Opdracht: Herschaal in alle onderstaande records de pixelcoördinaten in de antwoorden: vermenigvuldig ze met 1,35 en rond af op hele getallen, waarbij halven naar boven worden afgerond. Schrijf alle regels opnieuw uit, de verzoeken inbegrepen, en laat de afbeeldingen weg.

Records bij opdracht:
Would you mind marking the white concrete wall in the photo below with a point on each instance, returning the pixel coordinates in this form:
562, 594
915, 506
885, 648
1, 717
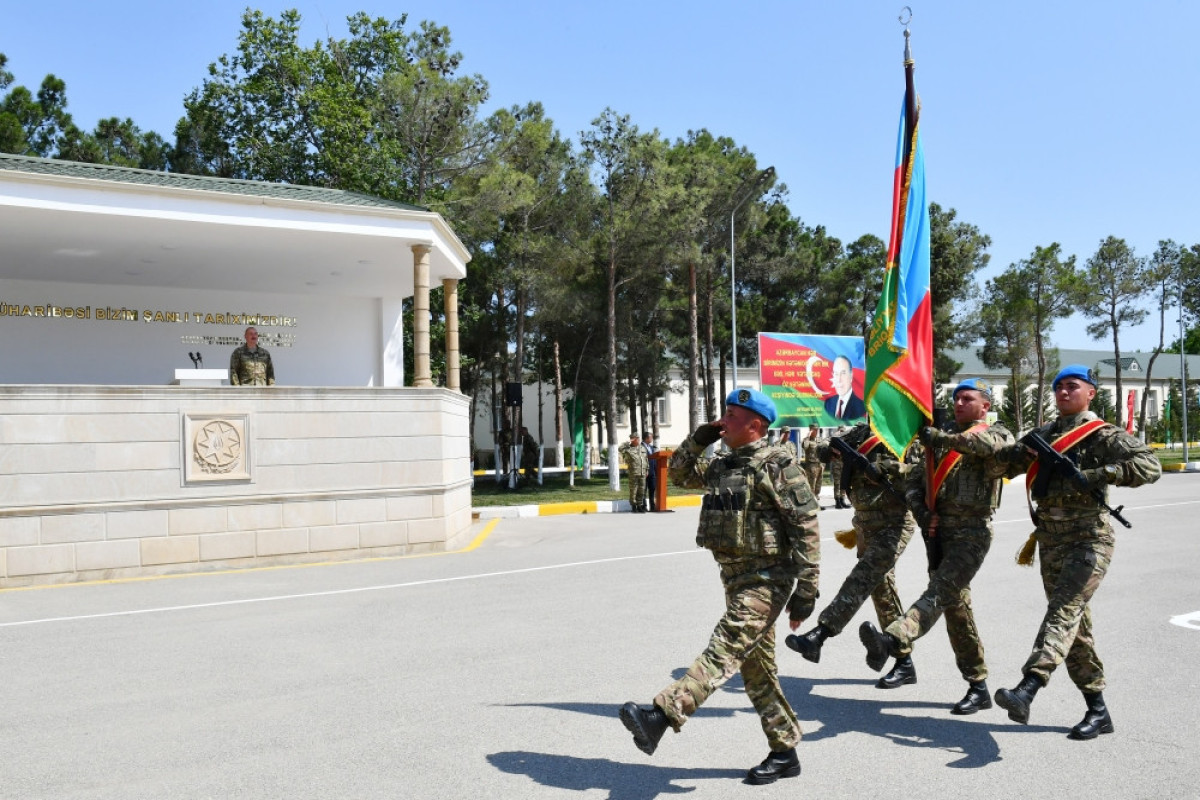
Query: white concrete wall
93, 479
335, 342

Uitgewerkte oplossing:
Would you mind marking the white concrete wall in the photo below with a point on each instance, returning the pixel coordinates in this form:
562, 594
915, 506
885, 648
1, 717
Query: white concrete wall
126, 647
452, 462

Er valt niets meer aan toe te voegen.